Stated goal = Copy all of the data below word for word, leaving the pictures out.

Exercise materials =

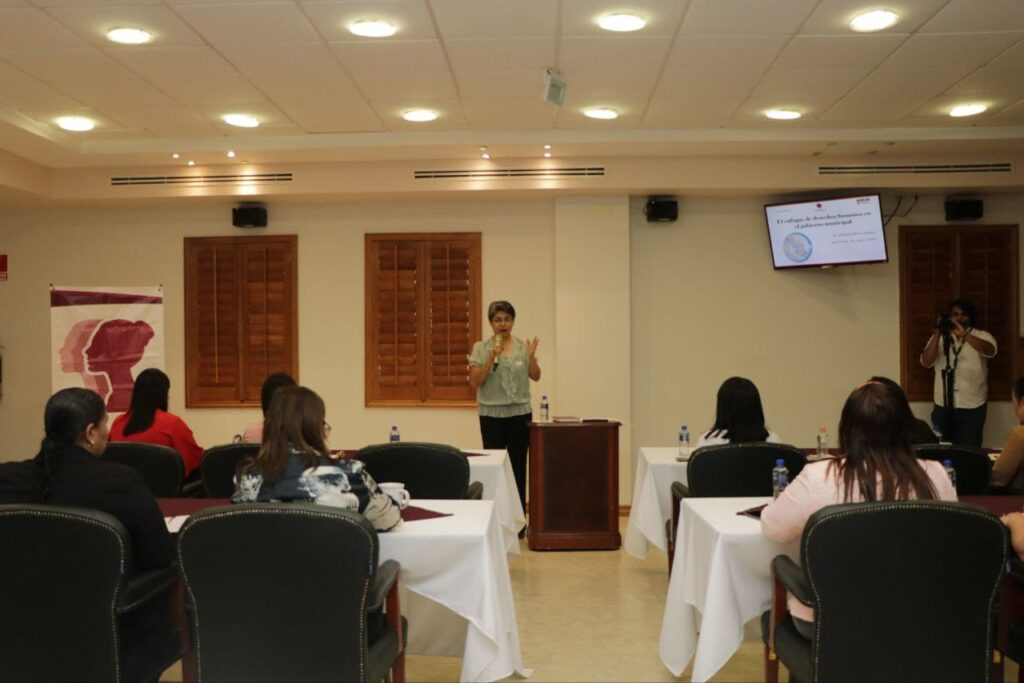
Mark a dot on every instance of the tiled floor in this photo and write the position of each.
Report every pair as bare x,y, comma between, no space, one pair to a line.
590,616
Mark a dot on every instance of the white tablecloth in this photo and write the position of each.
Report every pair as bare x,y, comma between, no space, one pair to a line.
651,504
457,592
722,570
494,470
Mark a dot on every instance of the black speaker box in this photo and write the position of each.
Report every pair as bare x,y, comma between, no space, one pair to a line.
662,209
964,209
249,216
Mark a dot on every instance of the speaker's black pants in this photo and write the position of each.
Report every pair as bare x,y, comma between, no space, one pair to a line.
512,434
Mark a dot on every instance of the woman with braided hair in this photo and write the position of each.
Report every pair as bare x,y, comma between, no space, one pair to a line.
68,470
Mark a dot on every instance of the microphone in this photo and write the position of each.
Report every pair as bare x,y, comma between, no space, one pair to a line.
498,343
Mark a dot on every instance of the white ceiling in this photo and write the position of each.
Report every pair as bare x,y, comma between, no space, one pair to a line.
699,75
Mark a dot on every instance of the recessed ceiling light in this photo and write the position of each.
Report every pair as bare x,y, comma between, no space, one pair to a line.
129,36
782,115
241,120
877,19
372,29
420,116
600,113
78,124
622,23
968,110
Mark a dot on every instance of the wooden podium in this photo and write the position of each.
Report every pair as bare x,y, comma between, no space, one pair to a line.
573,485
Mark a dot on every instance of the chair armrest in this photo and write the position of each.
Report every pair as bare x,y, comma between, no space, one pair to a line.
474,492
386,577
141,589
792,577
194,489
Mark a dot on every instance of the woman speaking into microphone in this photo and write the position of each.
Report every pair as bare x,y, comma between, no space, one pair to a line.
500,370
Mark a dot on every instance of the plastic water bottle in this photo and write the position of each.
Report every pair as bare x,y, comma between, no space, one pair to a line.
950,472
684,441
822,442
779,478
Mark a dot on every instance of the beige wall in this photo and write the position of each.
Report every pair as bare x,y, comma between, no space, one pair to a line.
143,246
707,305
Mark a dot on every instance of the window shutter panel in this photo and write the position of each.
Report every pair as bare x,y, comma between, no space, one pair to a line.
454,317
213,367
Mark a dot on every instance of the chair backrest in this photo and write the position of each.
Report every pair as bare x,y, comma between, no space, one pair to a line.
162,468
904,591
278,591
973,466
219,465
59,579
428,470
739,469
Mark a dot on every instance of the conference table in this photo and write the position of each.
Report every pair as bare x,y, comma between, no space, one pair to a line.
456,590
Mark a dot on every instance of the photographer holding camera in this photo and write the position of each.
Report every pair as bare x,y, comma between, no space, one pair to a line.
960,353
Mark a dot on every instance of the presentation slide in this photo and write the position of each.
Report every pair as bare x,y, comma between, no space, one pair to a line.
826,232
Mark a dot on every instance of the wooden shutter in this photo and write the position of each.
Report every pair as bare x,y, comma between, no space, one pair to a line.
939,263
241,316
423,300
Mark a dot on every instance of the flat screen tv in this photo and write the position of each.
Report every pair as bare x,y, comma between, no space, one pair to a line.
823,232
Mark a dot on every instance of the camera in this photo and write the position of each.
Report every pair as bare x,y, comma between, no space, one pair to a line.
945,324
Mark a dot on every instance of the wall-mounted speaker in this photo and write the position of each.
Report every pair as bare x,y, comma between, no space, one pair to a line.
662,209
249,216
964,209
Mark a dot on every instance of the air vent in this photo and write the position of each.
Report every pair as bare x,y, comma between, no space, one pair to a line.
916,169
496,173
201,180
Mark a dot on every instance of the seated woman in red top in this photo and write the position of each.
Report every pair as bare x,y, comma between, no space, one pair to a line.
148,422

Answer to this problem =
Mark a dot on every instance of the tiled floor in this photo and write the position of each.
Report every pair as bare x,y, comma between, no space, one pair to a line.
590,616
Mark a dot on every instance of the white tablecloth in this photo and write the position of each.
Report every pair as bare x,y, comma between, no space, one pair to a line.
651,504
457,592
722,570
494,470
Mark a dot on every instance of the black speaker box in this photo and write the position of each.
Report every pair as bare x,y, comma between, no space, one pair to a line.
662,209
964,209
249,216
Mark a dot on every instance of the speaker's black pants in this photo and write the position of each.
Report every pair as bare x,y, comma between, no space, one pair to a line.
512,434
Mark a dot on every instance of the woman with braided hair in this photo and write the position of each.
Report every pair as bare x,y, comma between, no space, one pair to a line.
68,470
Mark a dot on every instance of the microphone in this photo and write the position of each.
Report every pair as bare x,y, comma between, no space, one pair to a line.
498,343
Mark a dot on every instance of the white ceiling in this photo and write the position of each.
Report every pair as bare x,y, comma between, no space, one pair to a line.
699,75
Mark a dot on every instance of the recessed ceiling light in this photo and write the position of each.
Report every pair as bare x,y, comma between, no space, one pair to a line.
129,36
782,115
241,120
877,19
372,29
420,116
600,113
78,124
622,23
968,110
Mark a dot on every instance of the wooden podium in this photo and write the position of each.
Report every pair as bare x,y, comma between, no space, one pair to a line.
573,485
Mark a dot on every instance of the chair armrest in this photo and write the position of each.
Report every pair as bare x,y, comma between, no space, one pair to a line.
474,492
386,577
141,589
792,577
194,489
Mark a dot on every instance of the woman speaking into microphone in this photo and write the position of each.
Report every pair as bare x,y, comma between, no space, one pair to a line.
500,370
Mark a dot on every instance of the plastic water bottle in this photo and write the position of each.
Report every pair as bare x,y, comma between, no space, one pair to a line.
950,472
684,441
822,442
779,478
Mark a dot on every instance of the beige wall in this photo and write the position of each.
Report every pair as bare x,y, comma between, no space, one pair to a line.
143,246
707,305
Mark a dot on every instance of the window shutter panel in this photo and write the position of each.
Report every pair as bare x,y, comma between, no space, one pair to a line.
454,317
213,367
Mark a dot on every instance of the chair backrest in this photo and write the position of each.
Report every pair as bare x,y, comma between, no space, one pair to a line.
162,468
904,591
278,591
973,466
219,465
59,579
428,470
739,469
Mark a dot on every instance of the conference table in this photo and write the position of each.
Report every pair as bare x,y, comma between, no space, one pair to a line.
456,590
Mark a dot on every instance of the photographer holding camera in this photo and write the position of each.
Report every pair as bare x,y, comma between, no space, one pair to a line.
960,353
Mark a dot on every instance of the presentation slide in this photo and write the position of each.
Report every pair as bare x,y, comma between, no space, one pair to a line.
826,232
Mark a dot on every instance of the wooden shutter in this photo and write the position of each.
Report every pair as bare x,y, comma between, no space, one pair to a line.
939,263
241,316
423,300
Mark a dot on every instance of the flat screen tv in this photo and write the position of each.
Report every pair as bare x,y, comma between, no space, one pair to a line.
823,232
Mark a dot on every instance of the camera in this photo and write the position of each.
Report every pair as bare x,y, comma between, no space, one pair to a line.
945,324
Mark a dot on every instance of the wall-mounted speaker in this photo and write the position of each.
Report every pair as bare x,y, comma between, no space, one pair to a line.
662,209
249,216
964,209
Mark a dot on every instance of the air vent in this photo and write the position of each.
Report every pair as bare x,y, comma between, no space, one pair to a line.
916,169
496,173
201,180
Mark a dot on every instance of the seated woman in red top in this photo and write the position of each.
Report every pair as bare x,y, comma between, no space, one pair to a line.
148,422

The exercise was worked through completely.